WHAT YOU NEED TO DO:
All records below must be retyped exactly.
DATA FOR PROCESSING below:
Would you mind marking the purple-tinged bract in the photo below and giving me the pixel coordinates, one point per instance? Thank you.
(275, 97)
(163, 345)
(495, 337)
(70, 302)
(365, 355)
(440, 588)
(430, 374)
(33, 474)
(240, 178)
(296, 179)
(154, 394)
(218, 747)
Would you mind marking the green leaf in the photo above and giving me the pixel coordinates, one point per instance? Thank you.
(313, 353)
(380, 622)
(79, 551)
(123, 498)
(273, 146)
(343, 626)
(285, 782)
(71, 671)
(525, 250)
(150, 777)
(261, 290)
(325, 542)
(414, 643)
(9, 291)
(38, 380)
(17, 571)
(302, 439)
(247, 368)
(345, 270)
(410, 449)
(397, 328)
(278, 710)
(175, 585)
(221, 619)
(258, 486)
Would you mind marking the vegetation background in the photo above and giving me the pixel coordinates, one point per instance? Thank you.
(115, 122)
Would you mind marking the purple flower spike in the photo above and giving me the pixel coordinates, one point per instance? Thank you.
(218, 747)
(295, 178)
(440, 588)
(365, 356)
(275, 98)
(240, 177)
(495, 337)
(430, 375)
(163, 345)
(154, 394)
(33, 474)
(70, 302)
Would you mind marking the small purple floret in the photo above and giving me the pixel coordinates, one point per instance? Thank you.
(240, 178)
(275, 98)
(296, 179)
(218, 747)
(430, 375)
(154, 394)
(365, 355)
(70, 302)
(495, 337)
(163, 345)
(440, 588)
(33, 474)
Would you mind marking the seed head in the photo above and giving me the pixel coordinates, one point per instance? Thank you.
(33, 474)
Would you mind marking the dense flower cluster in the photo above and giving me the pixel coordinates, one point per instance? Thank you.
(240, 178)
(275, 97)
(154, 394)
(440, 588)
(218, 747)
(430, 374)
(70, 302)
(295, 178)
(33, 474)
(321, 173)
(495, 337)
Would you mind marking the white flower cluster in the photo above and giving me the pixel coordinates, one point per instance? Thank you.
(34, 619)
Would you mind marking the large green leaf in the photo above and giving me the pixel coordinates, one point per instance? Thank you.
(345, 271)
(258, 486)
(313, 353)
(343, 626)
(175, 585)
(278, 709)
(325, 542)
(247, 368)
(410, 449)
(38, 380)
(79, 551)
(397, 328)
End of DATA FOR PROCESSING.
SOLUTION TO THIS EXERCISE:
Would you mind marking the purple-tinged bract in the photo below and giving me the pixel coordinates, one point per instance? Thank you.
(275, 97)
(163, 345)
(495, 337)
(70, 302)
(365, 355)
(440, 588)
(430, 374)
(33, 474)
(240, 178)
(296, 179)
(154, 394)
(218, 747)
Would you mind marking the green leaf in the photo above and giving me the pixel coordinates, one point per instance? Thank you.
(313, 353)
(380, 622)
(79, 551)
(123, 498)
(273, 146)
(343, 626)
(285, 782)
(71, 671)
(525, 250)
(150, 777)
(261, 290)
(325, 542)
(414, 643)
(9, 291)
(38, 380)
(17, 571)
(302, 439)
(247, 368)
(345, 270)
(410, 449)
(397, 328)
(278, 710)
(175, 585)
(221, 619)
(258, 486)
Would you mind marking the vegetation background in the photo above and giving me the pixel coordinates, one point per instance? Thank you.
(115, 122)
Would you mind marking the purple flower spike in the photo above and giving me the pixel coordinates, one point per instance? Thank you.
(218, 747)
(295, 178)
(440, 588)
(365, 356)
(275, 98)
(240, 177)
(495, 337)
(430, 375)
(163, 345)
(154, 394)
(33, 474)
(70, 302)
Would you mind marking the small purple floret in the photo above and giving me the pixel coordinates, one point per instance? Thank you.
(240, 178)
(275, 98)
(296, 179)
(218, 747)
(430, 375)
(154, 394)
(365, 355)
(70, 302)
(495, 337)
(163, 345)
(440, 588)
(33, 474)
Would you mind marking the seed head in the photo above and giving me the pixel coordinates, one point per instance? Thank you.
(33, 474)
Would you mind marking the dense flower cluster in the photo above and giving me the pixel coordinates, one point per instance? Thank you.
(240, 178)
(275, 97)
(154, 394)
(440, 588)
(218, 747)
(430, 374)
(70, 302)
(295, 178)
(33, 474)
(321, 173)
(495, 337)
Would you mind marking the white flower cluster in the photo above and giving me the pixel coordinates, one point per instance? Thank you.
(34, 619)
Would you mind marking the large green leaf in the photo above and giving me the pixel coordinates, one point per instance? Thank you.
(345, 271)
(258, 486)
(313, 353)
(343, 626)
(175, 585)
(278, 709)
(325, 542)
(247, 368)
(410, 449)
(38, 380)
(79, 551)
(397, 328)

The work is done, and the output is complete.